KURZE AUFGABE A> Zähle alle Personen auf, die im Text über die israelische TV-Serie mit Namen vorkommen.
KURZE AUFGABE B> Liefere die Fortsetzung des Textes über die israelische TV-Serie im Anschluss an seinen letzten Satz.

VORLIEGENDER TEXT>
Tel Aviv. Die Welt strengreligiöser Juden in Jerusalem wirkt für viele fremd und abweisend. Eine preisgekrönte israelische TV-Serie bringt dem Zuschauer diese Menschen auf überraschende Weise ganz nah.

Der junge ultra-orthodoxe Jude sitzt in einer Jerusalemer Hotel-Lobby und wartet ungeduldig auf seine Flamme. Sie kommt zu spät und setzt sich zögernd ihm gegenüber.

Die schöne Elischeva ist schon zweimal verwitwet, hat einen kleinen Sohn und ist eigentlich zu alt für den sensiblen Junggesellen Akiva. "Ich will nichts davon hören", sagt deshalb Akivas Vater Schulem, als der ihm später von seinem Date erzählt, und gibt ihm eine schallende Ohrfeige.

ABSCHNITT DATENSATZ>
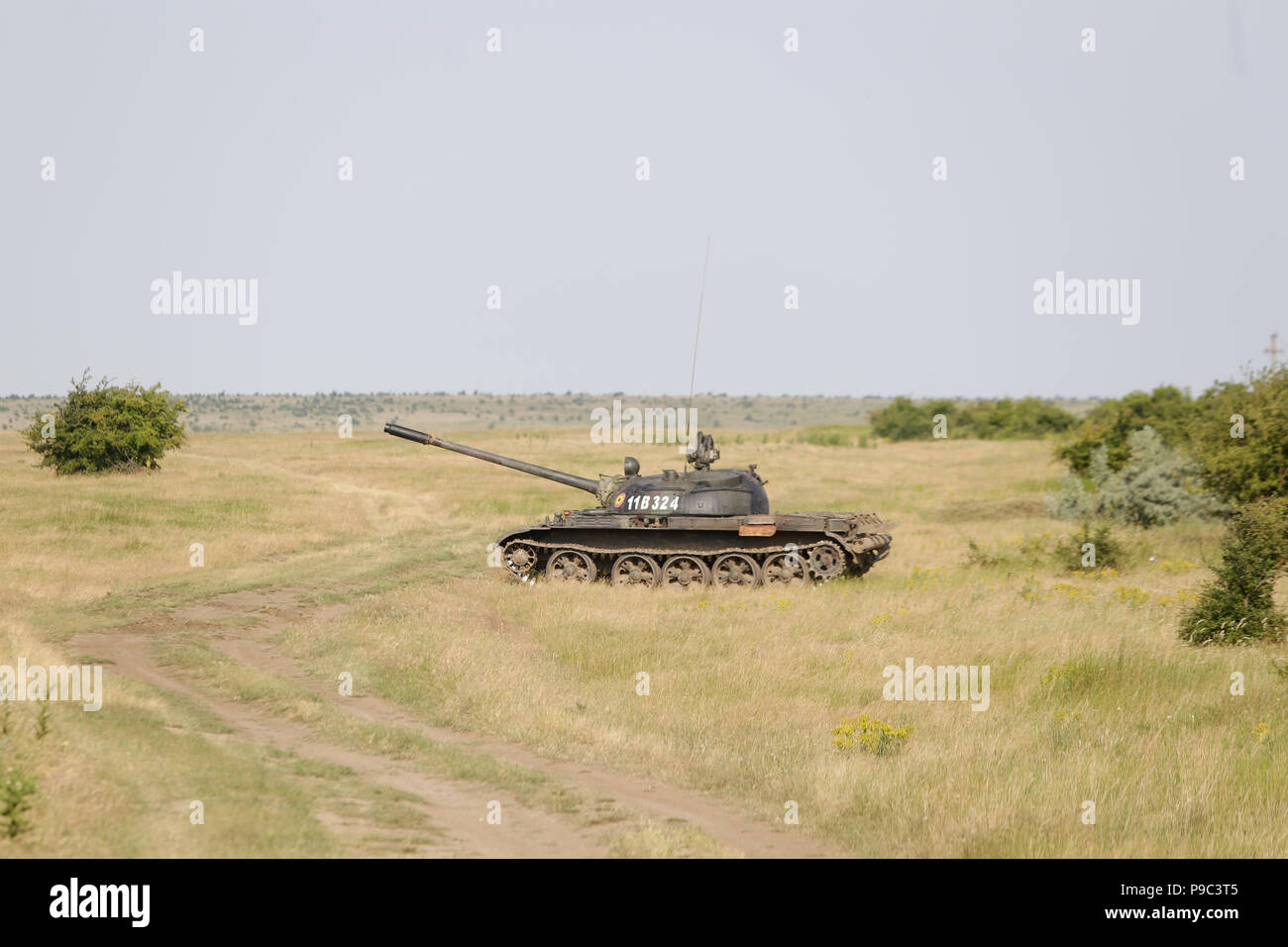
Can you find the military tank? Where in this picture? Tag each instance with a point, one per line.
(686, 530)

ERWARTETE ANTWORT A> Elischeva, Akiva, Schulem

ERWARTETE ANTWORT B>
Die preisgekrönte israelische TV-Serie "Schtissel" erzählt viele solcher kleinen Geschichten aus der schwer zugänglichen strengreligiösen Welt in Jerusalem. Im Zentrum stehen der zynische, aber warmherzige Witwer Schulem Schtissel (Dovale Glickman) und sein jüngster Sohn, der verträumte und künstlerisch begabte "Kive" (Michael Aloni), der auf der Suche nach der großen Liebe ist. Ayelet Zurer, die schon in Hollywood-Produktionen mitgewirkt hat, spielt seine erste Angebetete.

Die Schauspieler sprechen in weiten Teilen der Serie Jiddisch, der Erzählstil ist gemächlich, poetisch, und enthält viele traumartige Sequenzen. Dabei folgt ein Drama auf das andere: Gittis Mann verschwindet nach Argentinien, sie muss die fünf Kinder erst einmal alleine durchbringen. Geld verdient sie bei der Rebbetzin Erblich, die im Altersheim eine illegale Wechselstube betreibt. Gittis minderjährige Tochter Ruchami verliebt sich in einen Meisterschüler und heiratet ihn gegen den Willen der Eltern.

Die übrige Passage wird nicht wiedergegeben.